• [SHORT PROBLEM 1]:
List every timestamp range that appears in the transcript about buying small businesses.
• [SHORT PROBLEM 2]:
Copy everything in the transcript about buying small businesses from "We can capture" down to "Yeah, yeah, yeah.", renaming "buy box" as "acquisition criteria".

--- start SELECTED EXCERPT ---

And because there aren't other buyers for tiny businesses like this. Correct. That's a huge advantage of this. Most, most people aren't going to buy this. You listen to anybody on YouTube or a broker or anything there to say you don't, you don't buy businesses like this.
[00:45:29 - 00:46:19]
Kyle Boyden: But if we already have the platform in place, we can just transition basically just clients over even at that point. And we structure that deal in a way that we're not taking a whole lot of risk, but if we just pay you a percentage of sales for a short period of time, we kind of found a no risk situation there. Yeah. And these are, these owners, do you suspect would have just eventually Shut the businesses down. Is that what they thought they would kind of what they expected in their future if they would just close it down one day.
A lot of them didn't know you could sell businesses. So we're. We're not taking advantage of people that don't know by any means at all. It's never once felt that way. It's.
It's giving them an out that they didn't even know was there. Yeah. It's found money from their perspective. Yeah. At two and a half million after five acquisitions what is the business or platform that you've built look like at that point?
[00:46:21 - 00:47:55]
Jake Furfaro: Yeah. So we have at that point in time it was a home service business where we offered house cleaning and window and gutter cleaning as well as pressure washing. A team of about 20 in the field and some help with some virtual assistants that are a big part of our admin team. Keep costs down and they're. They're a great part of our team.
Fantastic. And more recently we've dove into where our Northern Star has been all along is the commercial side. And that is kind of the. The four, four or five million or I'm sorry, two and a half million. On to five million is.
Is more commercial. So at two and a half million you say to yourselves I think we're ready for bigger businesses now. And what did those then next to acquisition six and seven that together represent two and a half million more of revenue. What did those two businesses look like? Funny enough.
The. The janitorial company was the. The seller of. It was a previous seller of the house cleaning business. She.
She separated her business and sold the house cleaning side. She knew how we operated. We had a great relationship with her. They were moving out of state and we made them an offer for the commercial side of the business and they accepted it. And that's Kyle's baby now at the.
[00:47:55 - 00:49:28]
Kyle Boyden: Two and a half will. We were getting random from our. Our efforts out there. Just random requests for can you do flooring? Seem like we're getting one of those a week or something.
Didn't it? And we just kept saying no or passing it off to a referral partner. And we were starting to get some commercial. I think we had almost 20 commercial accounts just by being alive basically. And so it really felt like we can make a concerted effort towards this.
We can capture all of the revenue and with a concerted effort we can grow this as well because we're already naturally getting some of that business. So on. On this particular search we were only going significantly Bigger we had, we had a much tighter buy box around this next surge. Bigger and more committed to commercial janitorial business. Yeah, yeah, yeah.

--- end SELECTED EXCERPT ---
--- start GIVEN RECORDS ---

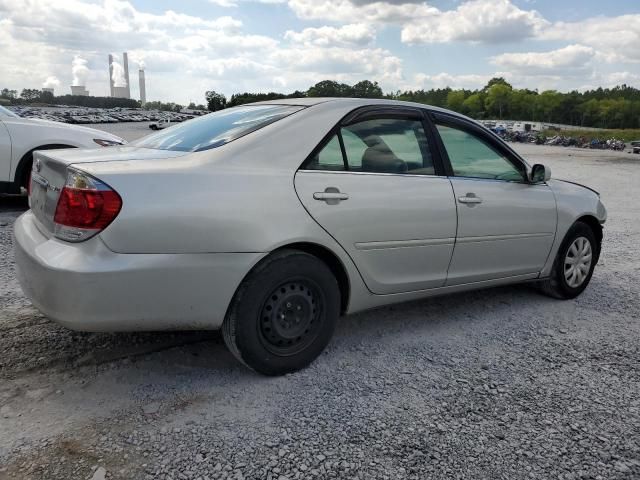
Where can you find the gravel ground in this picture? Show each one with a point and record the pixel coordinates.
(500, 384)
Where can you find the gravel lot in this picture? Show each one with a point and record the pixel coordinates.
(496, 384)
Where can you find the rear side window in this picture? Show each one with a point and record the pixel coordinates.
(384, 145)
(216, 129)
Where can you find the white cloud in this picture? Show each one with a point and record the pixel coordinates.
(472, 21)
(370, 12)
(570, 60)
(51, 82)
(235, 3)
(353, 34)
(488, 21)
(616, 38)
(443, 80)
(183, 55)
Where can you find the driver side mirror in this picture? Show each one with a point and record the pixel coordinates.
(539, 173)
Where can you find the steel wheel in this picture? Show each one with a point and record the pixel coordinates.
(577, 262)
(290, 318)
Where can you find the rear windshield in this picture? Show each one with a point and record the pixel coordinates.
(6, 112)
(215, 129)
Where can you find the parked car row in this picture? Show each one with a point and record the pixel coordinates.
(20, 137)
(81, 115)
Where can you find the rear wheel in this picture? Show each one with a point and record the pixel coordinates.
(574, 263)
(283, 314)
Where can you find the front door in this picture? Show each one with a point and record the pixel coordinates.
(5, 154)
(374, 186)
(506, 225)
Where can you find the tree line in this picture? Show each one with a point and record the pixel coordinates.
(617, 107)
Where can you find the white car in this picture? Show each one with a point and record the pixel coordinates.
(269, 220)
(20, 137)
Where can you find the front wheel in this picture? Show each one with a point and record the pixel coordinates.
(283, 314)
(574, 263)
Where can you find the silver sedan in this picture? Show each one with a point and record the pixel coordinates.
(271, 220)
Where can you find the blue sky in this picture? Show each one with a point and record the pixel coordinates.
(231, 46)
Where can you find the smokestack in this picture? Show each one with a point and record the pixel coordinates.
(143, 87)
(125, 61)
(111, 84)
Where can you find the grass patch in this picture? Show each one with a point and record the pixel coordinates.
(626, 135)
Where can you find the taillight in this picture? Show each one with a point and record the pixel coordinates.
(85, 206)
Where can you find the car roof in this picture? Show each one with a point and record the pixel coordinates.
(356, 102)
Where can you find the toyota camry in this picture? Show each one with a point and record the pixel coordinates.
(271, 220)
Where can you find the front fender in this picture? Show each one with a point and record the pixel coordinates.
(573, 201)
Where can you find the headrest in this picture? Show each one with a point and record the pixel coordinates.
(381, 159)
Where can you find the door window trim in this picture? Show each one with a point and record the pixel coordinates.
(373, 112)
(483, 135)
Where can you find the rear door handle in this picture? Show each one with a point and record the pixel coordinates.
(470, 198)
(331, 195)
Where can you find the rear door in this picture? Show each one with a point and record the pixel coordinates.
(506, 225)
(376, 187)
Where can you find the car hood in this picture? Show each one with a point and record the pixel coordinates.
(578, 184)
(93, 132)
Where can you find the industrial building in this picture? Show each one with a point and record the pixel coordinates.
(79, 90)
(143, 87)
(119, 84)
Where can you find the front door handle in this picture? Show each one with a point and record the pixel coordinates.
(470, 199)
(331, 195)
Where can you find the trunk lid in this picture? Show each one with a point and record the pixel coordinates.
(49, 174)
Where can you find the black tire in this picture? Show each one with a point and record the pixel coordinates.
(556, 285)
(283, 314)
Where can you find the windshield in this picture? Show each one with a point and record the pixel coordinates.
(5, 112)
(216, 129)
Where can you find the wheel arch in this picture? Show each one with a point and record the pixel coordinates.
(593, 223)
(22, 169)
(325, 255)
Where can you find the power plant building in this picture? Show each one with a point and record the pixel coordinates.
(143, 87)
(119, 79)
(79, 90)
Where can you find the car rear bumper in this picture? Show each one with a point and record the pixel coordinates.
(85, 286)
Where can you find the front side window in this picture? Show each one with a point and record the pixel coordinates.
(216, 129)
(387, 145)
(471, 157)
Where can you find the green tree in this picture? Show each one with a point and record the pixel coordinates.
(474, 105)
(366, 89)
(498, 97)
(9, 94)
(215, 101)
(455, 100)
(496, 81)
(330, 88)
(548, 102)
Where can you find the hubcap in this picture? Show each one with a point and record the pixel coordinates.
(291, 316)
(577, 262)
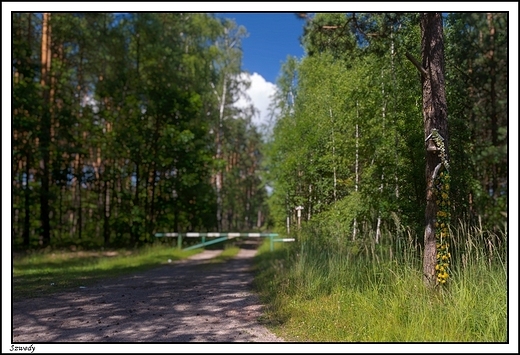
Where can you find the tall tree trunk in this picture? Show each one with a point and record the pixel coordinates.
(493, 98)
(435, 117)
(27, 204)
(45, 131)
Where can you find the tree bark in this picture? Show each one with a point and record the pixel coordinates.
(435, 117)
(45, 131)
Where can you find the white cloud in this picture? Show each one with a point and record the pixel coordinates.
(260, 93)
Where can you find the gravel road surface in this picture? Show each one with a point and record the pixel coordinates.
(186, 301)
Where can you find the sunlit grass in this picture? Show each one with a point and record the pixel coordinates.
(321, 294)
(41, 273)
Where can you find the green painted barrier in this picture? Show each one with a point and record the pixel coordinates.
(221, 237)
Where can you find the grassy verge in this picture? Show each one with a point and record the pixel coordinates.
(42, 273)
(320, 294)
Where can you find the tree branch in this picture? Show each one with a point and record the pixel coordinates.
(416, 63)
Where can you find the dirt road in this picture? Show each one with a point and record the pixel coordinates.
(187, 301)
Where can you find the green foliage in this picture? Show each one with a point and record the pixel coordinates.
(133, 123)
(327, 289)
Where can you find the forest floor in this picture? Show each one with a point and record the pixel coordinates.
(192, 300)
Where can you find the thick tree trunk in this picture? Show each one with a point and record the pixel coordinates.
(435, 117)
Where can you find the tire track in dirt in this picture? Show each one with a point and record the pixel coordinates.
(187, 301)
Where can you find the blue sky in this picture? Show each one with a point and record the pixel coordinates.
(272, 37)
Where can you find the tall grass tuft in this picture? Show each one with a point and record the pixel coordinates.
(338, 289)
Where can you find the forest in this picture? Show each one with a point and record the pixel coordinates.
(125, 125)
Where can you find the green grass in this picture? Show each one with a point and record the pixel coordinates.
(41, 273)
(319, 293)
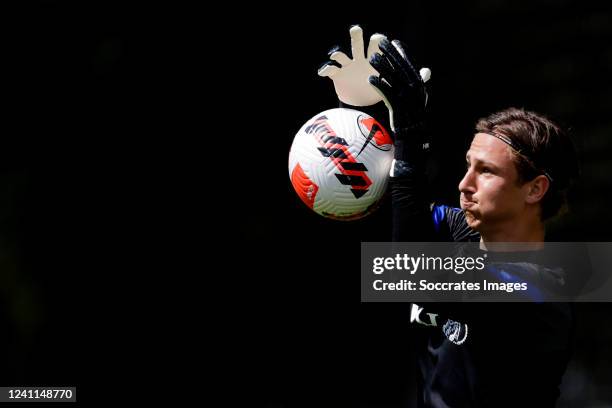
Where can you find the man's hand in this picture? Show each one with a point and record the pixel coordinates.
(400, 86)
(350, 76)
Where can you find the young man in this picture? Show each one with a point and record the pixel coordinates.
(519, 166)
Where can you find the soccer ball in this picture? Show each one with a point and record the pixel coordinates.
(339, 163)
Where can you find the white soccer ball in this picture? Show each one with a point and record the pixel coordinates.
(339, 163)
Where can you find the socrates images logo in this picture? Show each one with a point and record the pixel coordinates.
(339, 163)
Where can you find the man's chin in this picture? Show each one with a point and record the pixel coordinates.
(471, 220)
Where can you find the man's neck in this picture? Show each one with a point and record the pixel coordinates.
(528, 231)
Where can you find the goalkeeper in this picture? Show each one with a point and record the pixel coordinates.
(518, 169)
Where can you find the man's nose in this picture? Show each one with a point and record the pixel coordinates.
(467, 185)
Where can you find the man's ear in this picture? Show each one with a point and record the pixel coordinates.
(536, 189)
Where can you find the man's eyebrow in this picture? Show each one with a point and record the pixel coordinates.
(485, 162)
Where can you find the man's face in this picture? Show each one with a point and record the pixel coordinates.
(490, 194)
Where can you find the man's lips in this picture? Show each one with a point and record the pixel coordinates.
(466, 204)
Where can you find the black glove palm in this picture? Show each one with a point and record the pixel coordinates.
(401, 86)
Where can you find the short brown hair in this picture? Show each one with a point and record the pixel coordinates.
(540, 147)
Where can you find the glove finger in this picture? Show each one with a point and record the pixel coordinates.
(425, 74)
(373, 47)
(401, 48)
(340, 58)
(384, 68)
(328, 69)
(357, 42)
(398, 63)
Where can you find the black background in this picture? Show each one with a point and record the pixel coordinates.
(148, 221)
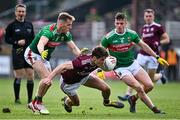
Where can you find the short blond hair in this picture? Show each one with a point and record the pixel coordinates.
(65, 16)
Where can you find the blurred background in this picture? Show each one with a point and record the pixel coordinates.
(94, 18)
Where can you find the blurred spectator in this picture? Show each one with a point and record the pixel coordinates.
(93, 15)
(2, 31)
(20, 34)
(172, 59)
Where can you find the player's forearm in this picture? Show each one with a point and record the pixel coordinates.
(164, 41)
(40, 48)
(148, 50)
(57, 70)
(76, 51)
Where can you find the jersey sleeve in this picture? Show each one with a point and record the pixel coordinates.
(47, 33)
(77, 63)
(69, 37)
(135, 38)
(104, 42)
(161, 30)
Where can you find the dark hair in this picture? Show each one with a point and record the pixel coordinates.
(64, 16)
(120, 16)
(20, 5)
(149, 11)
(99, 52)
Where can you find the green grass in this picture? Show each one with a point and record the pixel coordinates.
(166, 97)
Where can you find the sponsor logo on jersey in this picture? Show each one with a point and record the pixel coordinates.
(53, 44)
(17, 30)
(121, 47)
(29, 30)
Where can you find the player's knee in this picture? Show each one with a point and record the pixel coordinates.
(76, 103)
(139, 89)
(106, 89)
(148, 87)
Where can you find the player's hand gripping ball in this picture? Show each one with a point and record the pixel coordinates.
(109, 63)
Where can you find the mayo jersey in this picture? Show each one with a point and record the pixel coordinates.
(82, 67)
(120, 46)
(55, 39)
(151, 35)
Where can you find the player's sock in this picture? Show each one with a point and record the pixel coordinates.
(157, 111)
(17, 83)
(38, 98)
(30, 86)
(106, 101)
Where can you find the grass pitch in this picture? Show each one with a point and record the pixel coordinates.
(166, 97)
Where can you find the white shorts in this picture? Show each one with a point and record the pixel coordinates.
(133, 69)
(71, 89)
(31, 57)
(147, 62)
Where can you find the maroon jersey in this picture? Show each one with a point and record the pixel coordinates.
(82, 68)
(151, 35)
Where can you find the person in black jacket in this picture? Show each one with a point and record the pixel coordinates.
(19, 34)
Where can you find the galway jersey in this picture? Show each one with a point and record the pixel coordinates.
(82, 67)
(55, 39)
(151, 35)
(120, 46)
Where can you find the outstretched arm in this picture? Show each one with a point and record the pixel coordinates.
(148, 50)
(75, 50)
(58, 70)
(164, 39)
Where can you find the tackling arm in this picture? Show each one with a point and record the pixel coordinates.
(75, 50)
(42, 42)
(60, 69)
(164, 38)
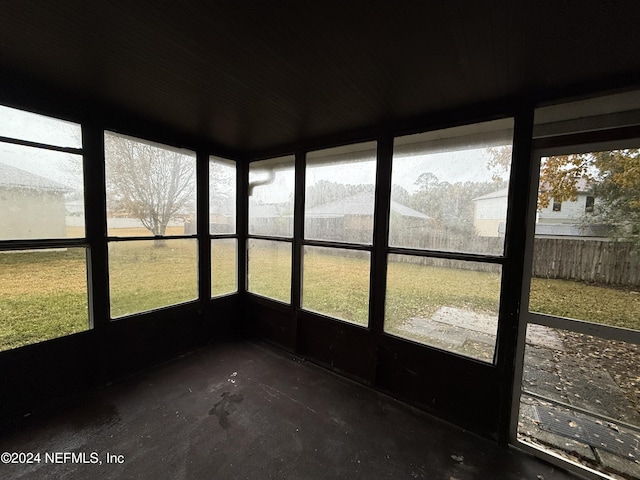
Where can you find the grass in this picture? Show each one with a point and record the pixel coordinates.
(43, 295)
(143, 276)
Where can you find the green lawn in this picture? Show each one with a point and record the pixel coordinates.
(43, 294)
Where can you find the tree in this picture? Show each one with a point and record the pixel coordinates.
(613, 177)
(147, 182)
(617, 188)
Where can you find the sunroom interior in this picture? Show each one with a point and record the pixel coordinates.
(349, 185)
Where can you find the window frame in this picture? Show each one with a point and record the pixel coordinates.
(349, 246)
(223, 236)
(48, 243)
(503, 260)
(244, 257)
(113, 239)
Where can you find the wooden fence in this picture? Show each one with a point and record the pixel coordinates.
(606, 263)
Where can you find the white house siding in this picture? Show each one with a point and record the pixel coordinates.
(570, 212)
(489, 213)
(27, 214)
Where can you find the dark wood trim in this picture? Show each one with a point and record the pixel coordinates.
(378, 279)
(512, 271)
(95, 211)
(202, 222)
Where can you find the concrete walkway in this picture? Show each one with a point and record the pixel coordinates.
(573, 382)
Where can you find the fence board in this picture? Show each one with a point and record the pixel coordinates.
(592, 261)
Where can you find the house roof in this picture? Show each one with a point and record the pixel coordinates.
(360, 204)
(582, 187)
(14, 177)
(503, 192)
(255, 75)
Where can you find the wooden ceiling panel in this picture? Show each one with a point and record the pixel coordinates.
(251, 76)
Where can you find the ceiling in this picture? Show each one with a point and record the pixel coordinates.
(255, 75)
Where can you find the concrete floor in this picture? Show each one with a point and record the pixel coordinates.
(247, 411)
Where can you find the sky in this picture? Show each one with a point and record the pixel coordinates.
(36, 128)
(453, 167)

--- end GIVEN RECORDS ---

• [FINAL RESULT 1]:
[00:45:29 - 00:46:19]
[00:46:21 - 00:47:55]
[00:47:55 - 00:49:28]

• [FINAL RESULT 2]:
We can capture all of the revenue and with a concerted effort we can grow this as well because we're already naturally getting some of that business. So on. On this particular search we were only going significantly Bigger we had, we had a much tighter acquisition criteria around this next surge. Bigger and more committed to commercial janitorial business. Yeah, yeah, yeah.